**What the task requires:**
Reproduce the part of the discussion about choosing vets starting at "Personally, I just" and ending at "away and compare.".

Very wise words from Santa. Of course few of us have a bottomless pit of money and keeping any Pet is usually a significant financial commitment. But personally I would rather have fewer Pets to enable me to be able to afford to meet all Veterinary costs than to have to 'Vet Hop' to find the cheapest deal. Continuity of care for my Pet and building a mutually trusting and respectful relationship with my Vet takes priority for me.
But OP has said she can afford it, but is just considering her options and has had mixed experiences at her vets anyways
It's just a second opinion basically, in my eyes. So she can see where the best place to take them is.
Personally, I just see no problem with going to different vets for whatever reasons. Although I generally keep an individual pet going to the same usual vet, just since the vet records are already there so it makes it slightly easier if, say, you take a very ill pet in they can look back at the records right away and compare.
I have a bird/exotics vet I'd probably always take my birds to. My parents started going to that vet before I was even born. There's another vet I use for cats/rabbits/small animals. My parents started going to them before I was born as well. We've mostly really liked our experiences at these two vets and they have good prices. Also for cats my parents have started to prefer this one other vet that we've used for a few of our cats in just the last few years (I haven't personally been there myself). The first time they went in it was an emergency and then they liked the experience, though it was very expensive, so they went there the next times we had really sick cats.

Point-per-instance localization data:
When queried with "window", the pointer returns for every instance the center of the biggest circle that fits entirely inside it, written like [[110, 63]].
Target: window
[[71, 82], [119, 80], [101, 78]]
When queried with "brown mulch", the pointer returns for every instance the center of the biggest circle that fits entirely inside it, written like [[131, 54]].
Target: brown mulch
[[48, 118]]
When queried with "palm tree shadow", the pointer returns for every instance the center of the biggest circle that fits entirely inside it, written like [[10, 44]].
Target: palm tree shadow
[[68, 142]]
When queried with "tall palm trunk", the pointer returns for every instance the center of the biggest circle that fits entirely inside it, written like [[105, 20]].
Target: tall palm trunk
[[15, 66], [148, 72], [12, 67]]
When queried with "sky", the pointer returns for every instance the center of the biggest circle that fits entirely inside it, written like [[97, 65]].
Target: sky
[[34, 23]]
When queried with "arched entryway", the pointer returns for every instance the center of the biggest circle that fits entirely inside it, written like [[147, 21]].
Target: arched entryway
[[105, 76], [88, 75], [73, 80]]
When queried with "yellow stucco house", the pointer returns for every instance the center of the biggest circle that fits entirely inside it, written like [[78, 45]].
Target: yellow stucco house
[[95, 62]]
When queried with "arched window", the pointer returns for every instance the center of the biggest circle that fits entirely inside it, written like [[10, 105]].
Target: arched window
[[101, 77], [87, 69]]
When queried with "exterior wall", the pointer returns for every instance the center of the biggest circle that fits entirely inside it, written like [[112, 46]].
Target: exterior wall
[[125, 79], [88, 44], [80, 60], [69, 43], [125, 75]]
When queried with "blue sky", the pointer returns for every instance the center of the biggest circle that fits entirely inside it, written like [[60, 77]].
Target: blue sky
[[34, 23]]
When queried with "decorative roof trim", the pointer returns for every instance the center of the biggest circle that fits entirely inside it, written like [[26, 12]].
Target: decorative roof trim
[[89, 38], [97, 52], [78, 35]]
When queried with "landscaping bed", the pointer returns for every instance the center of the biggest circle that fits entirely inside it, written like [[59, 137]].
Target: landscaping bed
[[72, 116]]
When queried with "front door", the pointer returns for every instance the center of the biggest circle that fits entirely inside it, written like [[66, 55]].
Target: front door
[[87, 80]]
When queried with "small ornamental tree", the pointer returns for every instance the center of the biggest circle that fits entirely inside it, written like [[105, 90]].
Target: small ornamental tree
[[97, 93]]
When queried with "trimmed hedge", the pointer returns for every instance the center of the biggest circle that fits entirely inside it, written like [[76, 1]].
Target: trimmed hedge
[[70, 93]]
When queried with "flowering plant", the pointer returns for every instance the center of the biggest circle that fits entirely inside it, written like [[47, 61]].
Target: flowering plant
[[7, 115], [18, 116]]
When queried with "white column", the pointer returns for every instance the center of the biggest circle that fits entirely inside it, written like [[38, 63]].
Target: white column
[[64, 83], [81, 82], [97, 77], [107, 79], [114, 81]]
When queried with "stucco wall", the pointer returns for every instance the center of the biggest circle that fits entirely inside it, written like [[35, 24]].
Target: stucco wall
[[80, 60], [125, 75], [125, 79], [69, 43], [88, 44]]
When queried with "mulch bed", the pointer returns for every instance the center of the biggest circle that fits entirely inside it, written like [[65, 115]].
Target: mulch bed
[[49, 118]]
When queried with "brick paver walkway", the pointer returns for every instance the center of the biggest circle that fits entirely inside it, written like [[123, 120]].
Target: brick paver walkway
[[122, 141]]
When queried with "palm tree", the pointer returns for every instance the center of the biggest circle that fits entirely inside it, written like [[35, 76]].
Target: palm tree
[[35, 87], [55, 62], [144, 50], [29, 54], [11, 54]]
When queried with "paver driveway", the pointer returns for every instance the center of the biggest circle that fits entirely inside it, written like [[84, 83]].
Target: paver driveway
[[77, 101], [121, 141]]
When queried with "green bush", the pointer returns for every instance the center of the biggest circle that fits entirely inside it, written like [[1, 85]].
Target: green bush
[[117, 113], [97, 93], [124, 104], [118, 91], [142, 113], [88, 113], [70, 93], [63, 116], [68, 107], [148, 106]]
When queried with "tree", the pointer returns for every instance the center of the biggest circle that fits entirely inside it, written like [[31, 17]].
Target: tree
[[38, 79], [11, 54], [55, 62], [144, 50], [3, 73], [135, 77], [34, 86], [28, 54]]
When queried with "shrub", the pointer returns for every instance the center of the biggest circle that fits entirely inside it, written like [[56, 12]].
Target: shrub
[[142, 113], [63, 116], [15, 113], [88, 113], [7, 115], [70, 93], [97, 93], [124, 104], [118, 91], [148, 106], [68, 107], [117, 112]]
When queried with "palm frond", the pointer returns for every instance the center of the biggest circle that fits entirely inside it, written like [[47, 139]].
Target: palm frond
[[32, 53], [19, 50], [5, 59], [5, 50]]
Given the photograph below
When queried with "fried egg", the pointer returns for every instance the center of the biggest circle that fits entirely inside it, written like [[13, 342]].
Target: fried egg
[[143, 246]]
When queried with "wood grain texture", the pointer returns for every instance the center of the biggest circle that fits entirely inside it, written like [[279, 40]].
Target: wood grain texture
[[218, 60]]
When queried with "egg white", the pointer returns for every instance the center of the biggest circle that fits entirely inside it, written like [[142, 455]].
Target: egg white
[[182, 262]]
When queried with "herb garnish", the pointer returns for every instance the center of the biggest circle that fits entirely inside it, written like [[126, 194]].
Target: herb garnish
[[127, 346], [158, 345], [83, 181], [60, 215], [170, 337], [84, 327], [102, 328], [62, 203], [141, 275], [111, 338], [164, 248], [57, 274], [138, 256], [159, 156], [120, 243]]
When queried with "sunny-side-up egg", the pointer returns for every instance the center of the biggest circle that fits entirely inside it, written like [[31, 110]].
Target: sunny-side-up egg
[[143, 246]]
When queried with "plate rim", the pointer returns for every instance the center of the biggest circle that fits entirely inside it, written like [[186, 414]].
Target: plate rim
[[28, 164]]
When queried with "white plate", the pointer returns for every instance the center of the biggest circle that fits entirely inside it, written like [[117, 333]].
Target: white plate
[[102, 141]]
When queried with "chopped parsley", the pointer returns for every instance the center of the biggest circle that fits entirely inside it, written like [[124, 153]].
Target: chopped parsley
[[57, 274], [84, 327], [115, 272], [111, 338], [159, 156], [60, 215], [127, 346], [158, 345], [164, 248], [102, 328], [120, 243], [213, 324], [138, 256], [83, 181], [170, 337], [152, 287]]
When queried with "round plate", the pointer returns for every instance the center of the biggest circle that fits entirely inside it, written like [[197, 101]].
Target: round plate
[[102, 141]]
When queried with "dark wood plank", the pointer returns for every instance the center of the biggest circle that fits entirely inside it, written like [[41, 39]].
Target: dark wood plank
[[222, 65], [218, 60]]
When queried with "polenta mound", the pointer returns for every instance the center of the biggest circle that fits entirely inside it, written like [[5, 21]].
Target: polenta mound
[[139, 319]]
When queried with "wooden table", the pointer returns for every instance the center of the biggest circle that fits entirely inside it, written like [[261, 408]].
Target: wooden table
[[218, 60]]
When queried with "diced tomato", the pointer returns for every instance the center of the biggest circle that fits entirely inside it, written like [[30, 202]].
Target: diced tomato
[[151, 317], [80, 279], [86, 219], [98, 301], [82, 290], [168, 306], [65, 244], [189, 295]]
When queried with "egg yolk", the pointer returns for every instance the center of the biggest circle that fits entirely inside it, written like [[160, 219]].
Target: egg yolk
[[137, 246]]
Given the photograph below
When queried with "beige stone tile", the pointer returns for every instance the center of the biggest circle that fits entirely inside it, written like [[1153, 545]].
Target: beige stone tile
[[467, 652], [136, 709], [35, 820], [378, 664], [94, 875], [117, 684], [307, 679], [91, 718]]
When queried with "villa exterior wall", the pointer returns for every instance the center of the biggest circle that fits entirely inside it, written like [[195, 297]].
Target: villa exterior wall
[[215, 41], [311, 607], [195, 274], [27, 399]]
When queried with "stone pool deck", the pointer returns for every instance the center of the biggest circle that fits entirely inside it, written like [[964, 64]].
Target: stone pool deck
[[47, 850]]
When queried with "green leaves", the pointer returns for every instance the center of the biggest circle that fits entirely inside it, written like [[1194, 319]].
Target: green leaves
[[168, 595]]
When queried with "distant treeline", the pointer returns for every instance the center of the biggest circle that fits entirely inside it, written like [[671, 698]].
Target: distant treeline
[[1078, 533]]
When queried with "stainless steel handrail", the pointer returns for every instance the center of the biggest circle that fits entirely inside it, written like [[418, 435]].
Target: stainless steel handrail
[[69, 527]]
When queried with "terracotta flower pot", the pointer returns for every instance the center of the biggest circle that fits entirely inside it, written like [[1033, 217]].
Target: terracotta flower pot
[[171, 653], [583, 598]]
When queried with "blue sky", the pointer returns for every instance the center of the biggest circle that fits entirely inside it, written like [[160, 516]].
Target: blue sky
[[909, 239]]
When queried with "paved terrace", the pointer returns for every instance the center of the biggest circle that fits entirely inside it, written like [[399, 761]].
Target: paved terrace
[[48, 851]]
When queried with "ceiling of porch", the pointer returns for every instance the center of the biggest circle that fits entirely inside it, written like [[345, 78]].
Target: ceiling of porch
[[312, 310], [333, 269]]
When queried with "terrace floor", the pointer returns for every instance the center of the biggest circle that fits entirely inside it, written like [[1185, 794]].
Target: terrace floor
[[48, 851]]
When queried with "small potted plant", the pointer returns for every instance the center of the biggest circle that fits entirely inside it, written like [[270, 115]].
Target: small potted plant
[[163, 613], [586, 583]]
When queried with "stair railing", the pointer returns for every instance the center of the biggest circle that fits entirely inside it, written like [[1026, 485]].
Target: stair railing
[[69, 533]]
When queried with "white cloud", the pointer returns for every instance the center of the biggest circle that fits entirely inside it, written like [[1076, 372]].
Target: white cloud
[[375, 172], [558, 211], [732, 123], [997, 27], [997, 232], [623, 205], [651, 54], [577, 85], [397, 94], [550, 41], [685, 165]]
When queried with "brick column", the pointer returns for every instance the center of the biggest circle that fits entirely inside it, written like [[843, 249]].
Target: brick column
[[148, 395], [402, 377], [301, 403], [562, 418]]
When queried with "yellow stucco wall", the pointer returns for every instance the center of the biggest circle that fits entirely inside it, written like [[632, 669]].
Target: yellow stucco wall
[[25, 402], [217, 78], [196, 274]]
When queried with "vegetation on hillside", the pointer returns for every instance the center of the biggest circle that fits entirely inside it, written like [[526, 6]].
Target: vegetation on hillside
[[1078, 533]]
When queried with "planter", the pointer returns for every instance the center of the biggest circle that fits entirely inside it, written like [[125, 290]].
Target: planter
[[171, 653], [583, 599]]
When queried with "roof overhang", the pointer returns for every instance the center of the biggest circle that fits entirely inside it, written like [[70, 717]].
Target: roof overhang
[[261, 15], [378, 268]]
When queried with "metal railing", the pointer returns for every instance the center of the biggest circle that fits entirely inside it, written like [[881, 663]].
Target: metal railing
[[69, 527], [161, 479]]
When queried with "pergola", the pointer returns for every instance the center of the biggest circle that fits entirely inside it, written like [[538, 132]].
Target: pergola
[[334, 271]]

**Result:**
Personally, I just see no problem with going to different vets for whatever reasons. Although I generally keep an individual pet going to the same usual vet, just since the vet records are already there so it makes it slightly easier if, say, you take a very ill pet in they can look back at the records right away and compare.